Things to do:
(A) Reproduce word for word the passage of the fungi article that opens with "As a next step, the" and ends after "on fossil fuels.".
(B) According to the fungi article, how much rice does rice blast tend to destroy each year?

Extracted text:
++++++++++++++++++++

Study: Fungi have proteins that allow them to sense consumable things

According to a new study led by the University of California, Riverside, the same proteins responsible for enabling human senses, like smell, also enable some fungi to sense things they can consume.

Neurospora fungus growing on a tree trunk after the recent Cima Dome fire in the Mojave desert. Image Credit: Alex Carillo/UCR.

The study opens novel ways to safeguard people from starvation caused by food shortages induced by a pathogenic fungus. Moreover, insights into how fungi sense and digest plants can help researchers design new fungal strains that are more efficient at synthesizing biofuels.

The study was recently published in mBio journal, from the American Society for Microbiology, and describes how fungi react to cellulose, the main constituent of plant cell walls. Although humans and other animals do not have the enzymes to digest cellulose, fungi can transform it into glucose—a sugar that is a superior biofuel feedstock.

G proteins are vital to this conversion process and transmit signals from the outer membrane of a cell into its nucleus.

These proteins get information about what’s outside the cell into what is essentially the brain of the cell, the nucleus, which in turn instructs the cell to produce a cocktail of cellulose-digesting enzymes.”

Logan Collier, Study Author and Biochemistry Doctoral Student, University of California, Riverside

To find whether G proteins have a role to play in the potential of the fungi to sense nearby cellulose, the team modified strains of a fungus named Neurospora crassa. As soon as the G proteins were mutated, Neurospora could no longer “see” that it was on cellulose.

Neurospora is a filamentous fungus, that is, it is formed of thin tubes extending and forming a mesh when it grows. It recycles carbon by ingesting decaying plant matter and transforming it into glucose, thus playing a crucial role in the environment.

Moreover, it is closely associated with pathogenic fungi that destroy crops like wheat and tomatoes. One associated species also causes rice blast, which tends to destroy rice sufficient to feed nearly 80 million people per year.

Finding ways to interfere with G protein signaling in the fungus, and thereby preventing it from detecting its “food,” could thus be vital to arresting infections of these types.

No one has previously examined every member of the signaling pathway, creating a model for how every all of the G proteins work together.”

Katherine Borkovich, Study Lead and Professor of Microbiology and Plant Pathology, University of California, Riverside

As a next step, the researchers also plan to apply the insights they have gained to synthesizing biofuel.

“It does appear from our study that there are ways to modify the fungus to produce extra cellulose-digesting enzymes, which would make them more efficient at breaking down biofuel feedstocks,” stated Collier. Depending on renewable sources, such as plants, biofuels could play a crucial role in minimizing the reliance on fossil fuels.

++++++++++++++++++++

Data listing:
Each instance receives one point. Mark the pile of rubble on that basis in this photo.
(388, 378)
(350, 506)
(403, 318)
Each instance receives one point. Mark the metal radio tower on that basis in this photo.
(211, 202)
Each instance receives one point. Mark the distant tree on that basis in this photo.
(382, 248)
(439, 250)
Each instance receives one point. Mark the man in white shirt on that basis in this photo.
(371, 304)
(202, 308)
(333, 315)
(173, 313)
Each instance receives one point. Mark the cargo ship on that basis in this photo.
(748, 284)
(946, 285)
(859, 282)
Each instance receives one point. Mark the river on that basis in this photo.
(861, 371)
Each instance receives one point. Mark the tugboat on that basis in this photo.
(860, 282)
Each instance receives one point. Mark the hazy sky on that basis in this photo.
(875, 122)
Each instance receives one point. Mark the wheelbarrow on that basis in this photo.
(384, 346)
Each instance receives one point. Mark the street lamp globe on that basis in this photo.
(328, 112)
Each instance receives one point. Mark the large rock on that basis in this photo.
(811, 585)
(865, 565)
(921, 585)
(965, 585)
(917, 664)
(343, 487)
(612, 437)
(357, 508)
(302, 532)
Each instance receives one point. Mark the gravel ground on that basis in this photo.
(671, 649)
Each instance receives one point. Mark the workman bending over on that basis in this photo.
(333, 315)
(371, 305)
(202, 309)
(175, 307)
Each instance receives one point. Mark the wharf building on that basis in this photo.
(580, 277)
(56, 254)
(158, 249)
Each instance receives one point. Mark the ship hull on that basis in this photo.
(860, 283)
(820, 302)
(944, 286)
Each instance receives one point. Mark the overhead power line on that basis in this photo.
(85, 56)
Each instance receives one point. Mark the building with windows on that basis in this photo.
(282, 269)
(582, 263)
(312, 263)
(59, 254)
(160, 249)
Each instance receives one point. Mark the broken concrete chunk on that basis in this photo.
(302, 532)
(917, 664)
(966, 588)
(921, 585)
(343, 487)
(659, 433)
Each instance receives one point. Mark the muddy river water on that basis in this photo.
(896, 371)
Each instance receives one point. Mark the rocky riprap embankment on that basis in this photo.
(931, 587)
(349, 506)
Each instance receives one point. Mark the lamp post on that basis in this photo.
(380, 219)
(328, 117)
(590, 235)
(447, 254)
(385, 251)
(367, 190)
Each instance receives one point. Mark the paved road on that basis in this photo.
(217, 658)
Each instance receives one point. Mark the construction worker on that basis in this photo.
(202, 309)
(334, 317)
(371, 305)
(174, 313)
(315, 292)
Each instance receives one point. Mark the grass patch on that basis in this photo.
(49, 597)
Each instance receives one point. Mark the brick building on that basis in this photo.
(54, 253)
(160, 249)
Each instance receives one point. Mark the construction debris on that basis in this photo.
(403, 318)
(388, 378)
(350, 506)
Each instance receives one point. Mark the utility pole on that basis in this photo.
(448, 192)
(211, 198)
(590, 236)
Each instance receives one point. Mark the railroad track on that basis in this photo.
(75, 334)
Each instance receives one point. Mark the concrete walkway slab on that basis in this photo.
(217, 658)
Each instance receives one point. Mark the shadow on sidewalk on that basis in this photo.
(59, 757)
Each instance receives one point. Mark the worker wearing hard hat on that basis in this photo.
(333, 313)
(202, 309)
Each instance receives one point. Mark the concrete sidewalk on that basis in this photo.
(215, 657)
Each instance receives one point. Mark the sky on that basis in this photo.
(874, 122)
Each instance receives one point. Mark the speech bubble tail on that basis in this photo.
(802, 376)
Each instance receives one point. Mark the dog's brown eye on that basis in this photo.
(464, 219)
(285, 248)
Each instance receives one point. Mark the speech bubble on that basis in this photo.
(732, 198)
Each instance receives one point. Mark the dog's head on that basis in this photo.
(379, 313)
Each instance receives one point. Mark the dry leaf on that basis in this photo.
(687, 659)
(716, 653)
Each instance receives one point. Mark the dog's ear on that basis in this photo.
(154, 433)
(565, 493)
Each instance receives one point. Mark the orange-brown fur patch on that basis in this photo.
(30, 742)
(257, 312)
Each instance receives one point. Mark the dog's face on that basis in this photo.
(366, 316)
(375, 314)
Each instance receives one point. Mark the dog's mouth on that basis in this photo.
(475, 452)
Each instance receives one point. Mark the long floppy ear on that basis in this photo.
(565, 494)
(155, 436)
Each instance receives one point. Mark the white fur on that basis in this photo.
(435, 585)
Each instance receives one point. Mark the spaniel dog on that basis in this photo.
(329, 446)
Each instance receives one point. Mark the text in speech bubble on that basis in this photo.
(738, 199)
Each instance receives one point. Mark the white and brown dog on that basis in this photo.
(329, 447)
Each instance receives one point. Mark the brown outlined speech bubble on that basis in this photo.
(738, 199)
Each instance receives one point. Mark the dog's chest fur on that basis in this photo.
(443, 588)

++++++++++++++++++++

Problem solutions:
(A)
As a next step, the researchers also plan to apply the insights they have gained to synthesizing biofuel.

“It does appear from our study that there are ways to modify the fungus to produce extra cellulose-digesting enzymes, which would make them more efficient at breaking down biofuel feedstocks,” stated Collier. Depending on renewable sources, such as plants, biofuels could play a crucial role in minimizing the reliance on fossil fuels.

(B) Enough rice to feed nearly 80 million people per year.